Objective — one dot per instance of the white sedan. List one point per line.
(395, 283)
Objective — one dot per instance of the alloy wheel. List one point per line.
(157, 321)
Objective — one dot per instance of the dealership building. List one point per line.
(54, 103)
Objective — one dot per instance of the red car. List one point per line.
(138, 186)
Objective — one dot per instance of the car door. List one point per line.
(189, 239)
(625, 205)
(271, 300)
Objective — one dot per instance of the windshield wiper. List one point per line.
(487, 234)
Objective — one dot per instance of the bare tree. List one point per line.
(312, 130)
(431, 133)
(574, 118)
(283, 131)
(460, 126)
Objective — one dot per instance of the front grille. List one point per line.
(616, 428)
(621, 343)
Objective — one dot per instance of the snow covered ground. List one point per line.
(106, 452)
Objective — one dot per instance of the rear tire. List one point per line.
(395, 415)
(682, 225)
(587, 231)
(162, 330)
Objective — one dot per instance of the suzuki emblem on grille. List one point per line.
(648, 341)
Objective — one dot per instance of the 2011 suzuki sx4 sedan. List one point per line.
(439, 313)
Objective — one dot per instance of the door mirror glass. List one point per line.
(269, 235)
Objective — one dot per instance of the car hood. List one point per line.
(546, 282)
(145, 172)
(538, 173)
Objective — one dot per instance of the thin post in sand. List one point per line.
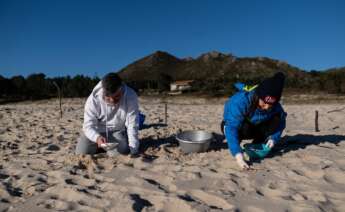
(166, 113)
(59, 94)
(317, 121)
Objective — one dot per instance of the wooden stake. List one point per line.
(59, 94)
(166, 113)
(317, 121)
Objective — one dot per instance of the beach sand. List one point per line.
(39, 171)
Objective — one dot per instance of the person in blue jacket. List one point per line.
(254, 114)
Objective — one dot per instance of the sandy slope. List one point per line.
(38, 170)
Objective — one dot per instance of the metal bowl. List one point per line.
(194, 140)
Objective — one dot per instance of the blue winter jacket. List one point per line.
(236, 110)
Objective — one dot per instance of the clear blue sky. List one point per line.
(69, 37)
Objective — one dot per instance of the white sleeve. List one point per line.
(90, 119)
(132, 121)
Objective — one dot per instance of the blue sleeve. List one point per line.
(234, 114)
(277, 135)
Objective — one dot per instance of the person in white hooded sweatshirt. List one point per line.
(111, 116)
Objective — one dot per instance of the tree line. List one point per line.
(38, 86)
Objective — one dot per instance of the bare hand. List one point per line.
(240, 161)
(101, 140)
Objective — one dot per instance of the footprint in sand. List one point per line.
(211, 200)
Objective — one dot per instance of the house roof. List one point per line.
(182, 82)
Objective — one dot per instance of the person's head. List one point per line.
(112, 88)
(270, 91)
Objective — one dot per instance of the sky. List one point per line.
(70, 37)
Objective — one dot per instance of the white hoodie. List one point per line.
(100, 117)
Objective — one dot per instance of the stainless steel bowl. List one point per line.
(194, 140)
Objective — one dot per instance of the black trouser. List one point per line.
(257, 132)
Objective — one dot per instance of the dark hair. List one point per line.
(111, 83)
(253, 105)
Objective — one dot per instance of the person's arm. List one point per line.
(90, 119)
(276, 136)
(132, 123)
(234, 113)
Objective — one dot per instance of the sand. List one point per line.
(39, 171)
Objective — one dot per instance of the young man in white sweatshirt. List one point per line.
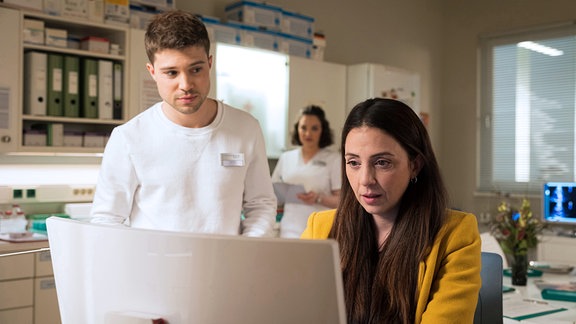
(188, 163)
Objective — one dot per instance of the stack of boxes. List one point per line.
(261, 25)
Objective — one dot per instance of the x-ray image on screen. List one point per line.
(559, 202)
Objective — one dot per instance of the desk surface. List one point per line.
(531, 291)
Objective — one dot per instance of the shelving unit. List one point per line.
(12, 85)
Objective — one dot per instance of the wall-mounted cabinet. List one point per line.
(64, 94)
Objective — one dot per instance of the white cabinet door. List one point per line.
(557, 249)
(256, 81)
(319, 83)
(10, 95)
(368, 80)
(143, 92)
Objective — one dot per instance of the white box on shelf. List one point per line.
(255, 13)
(220, 32)
(53, 7)
(93, 140)
(73, 139)
(56, 37)
(95, 44)
(75, 9)
(33, 31)
(34, 138)
(255, 37)
(96, 10)
(297, 24)
(297, 46)
(140, 16)
(318, 47)
(117, 11)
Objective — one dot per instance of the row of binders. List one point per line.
(72, 86)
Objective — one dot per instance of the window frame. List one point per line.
(485, 147)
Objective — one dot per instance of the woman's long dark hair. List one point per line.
(380, 285)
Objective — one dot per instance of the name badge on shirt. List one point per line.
(232, 159)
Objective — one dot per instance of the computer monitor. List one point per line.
(105, 273)
(559, 203)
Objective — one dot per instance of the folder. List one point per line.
(89, 88)
(54, 105)
(71, 93)
(117, 110)
(35, 65)
(105, 89)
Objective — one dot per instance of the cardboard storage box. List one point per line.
(256, 14)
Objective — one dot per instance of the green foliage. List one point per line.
(517, 230)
= = = =
PROBLEM DETAILS — Could you write the entries out again exactly, without their pictures?

EXPECTED ANSWER —
Objective — one dot per instance of the white sedan. List one point per line.
(395, 283)
Objective — one dot per instance of the alloy wheel. List one point per line.
(157, 321)
Objective — one dot per instance of the dealership building. List one point per line.
(54, 103)
Objective — one dot per instance of the red car. List one point per line.
(138, 186)
Objective — one dot per instance of the car door. List one point per line.
(189, 239)
(625, 205)
(271, 300)
Objective — one dot per instance of the windshield wiper. List one point per line.
(487, 234)
Objective — one dot per instance of the bare tree. List one point per line.
(312, 130)
(431, 133)
(574, 118)
(283, 131)
(460, 126)
Objective — one dot per instance of the front grille. List one point per line.
(616, 428)
(621, 343)
Objective — one dot per instance of the snow covered ground. List one point per line.
(106, 452)
Objective — one dot per instance of the rear tire. List one point per line.
(395, 415)
(682, 225)
(587, 231)
(162, 330)
Objective — one dot per instance of the suzuki emblem on grille. List one point per line.
(648, 341)
Objective — one dot per instance of the 2011 suzuki sx4 sedan. List one point per line.
(439, 313)
Objective — one dot per instance of the door mirror glass. List one point per line.
(269, 235)
Objective — one dot per instance of the car hood. List one point per line.
(546, 282)
(145, 172)
(538, 173)
Objective — one dot per instance of the thin post in sand. List one point per line.
(166, 113)
(59, 94)
(317, 121)
Objective — one dot per instance of the wooden stake. List one point per line.
(59, 94)
(166, 113)
(317, 121)
Objective — one dot per instance of the beach sand. List one point per line.
(39, 171)
Objective — one dot per instance of the person in blue jacket. List one point per line.
(254, 114)
Objective — one dot per instance of the sandy slope. List one point per line.
(38, 170)
Objective — one dot per instance of the metal bowl. List one point per line.
(194, 140)
Objective — one dot per instance of the blue winter jacket. List one point per line.
(236, 110)
Objective — one dot per instance of the clear blue sky. List one point per line.
(69, 37)
Objective — one dot per instance of the white sleeve. List one point per line.
(90, 119)
(132, 121)
Objective — one dot per instance of the blue sleeve. List one point per line.
(234, 114)
(277, 135)
Objective — one dot per instance of the person in white hooded sweatshirt. List one point per line.
(111, 116)
Objective — one dot per instance of the tree line. List one point per line.
(38, 86)
Objective — one dot per instance of the bare hand. List one point per line.
(240, 161)
(101, 140)
Objective — one dot per instance of the footprint in sand. List one point per line.
(211, 200)
Objective — one dot per instance of the house roof. List one point per line.
(182, 82)
Objective — one dot per instance of the person's head. List one point per line.
(112, 88)
(270, 91)
Objective — one dot per instance of the sky. List one point per line.
(70, 37)
Objective — one dot per instance of the white hoodie. List one point per line.
(100, 117)
Objective — one dot per instance of the stainless steel bowl. List one point per line.
(194, 140)
Objective — one dot per instance of the black trouser. List one point per line.
(257, 132)
Objective — one dot per instance of the dark hair. List one point per line.
(111, 83)
(253, 105)
Objective — one dot per instance of the person's arm. List one point per line.
(90, 119)
(276, 136)
(132, 123)
(234, 113)
Objective — one dot per instance of the sand. List one point per line.
(39, 171)
Objective — one dot per instance of the young man in white sweatshirt. List one point per line.
(188, 163)
Objective — one dot per instance of the stack of boxes. List one point per line.
(261, 25)
Objective — one dot per instance of the x-ray image on screen. List one point per line.
(559, 202)
Objective — one dot per instance of the desk surface. List one point per line.
(531, 291)
Objective — one dot per instance of the shelving unit. List one point per line.
(12, 85)
Objective — one dot per instance of the wall-mounted cabinet. List one point per line.
(64, 94)
Objective — one dot per instance of the white cabinet door. List one point per line.
(557, 249)
(256, 81)
(319, 83)
(10, 95)
(368, 80)
(143, 92)
Objective — one dot per instance of the white box on shelf. List one point per line.
(255, 13)
(220, 32)
(53, 7)
(93, 140)
(73, 139)
(56, 37)
(95, 44)
(75, 9)
(33, 31)
(34, 138)
(255, 37)
(96, 10)
(297, 24)
(297, 46)
(140, 16)
(318, 47)
(117, 11)
Objective — one dot per instance of the row of binders. List one point per line.
(72, 86)
Objective — one dot per instance of the window frame. List one point per line.
(485, 147)
Objective — one dot per instance of the woman's long dark hair. List one point per line.
(380, 285)
Objective — one dot per instance of the name badge on shirt. List one point per line.
(232, 159)
Objective — one dot per instance of the computer monitor. List one point per line.
(105, 273)
(559, 203)
Objective — one dot per instance of the folder. List one point per line.
(89, 88)
(54, 105)
(71, 93)
(117, 110)
(35, 65)
(105, 89)
Objective — one dot per instance of the cardboard storage box. List one point per line.
(256, 14)
Objective — one dot per instance of the green foliage. List one point per line.
(517, 230)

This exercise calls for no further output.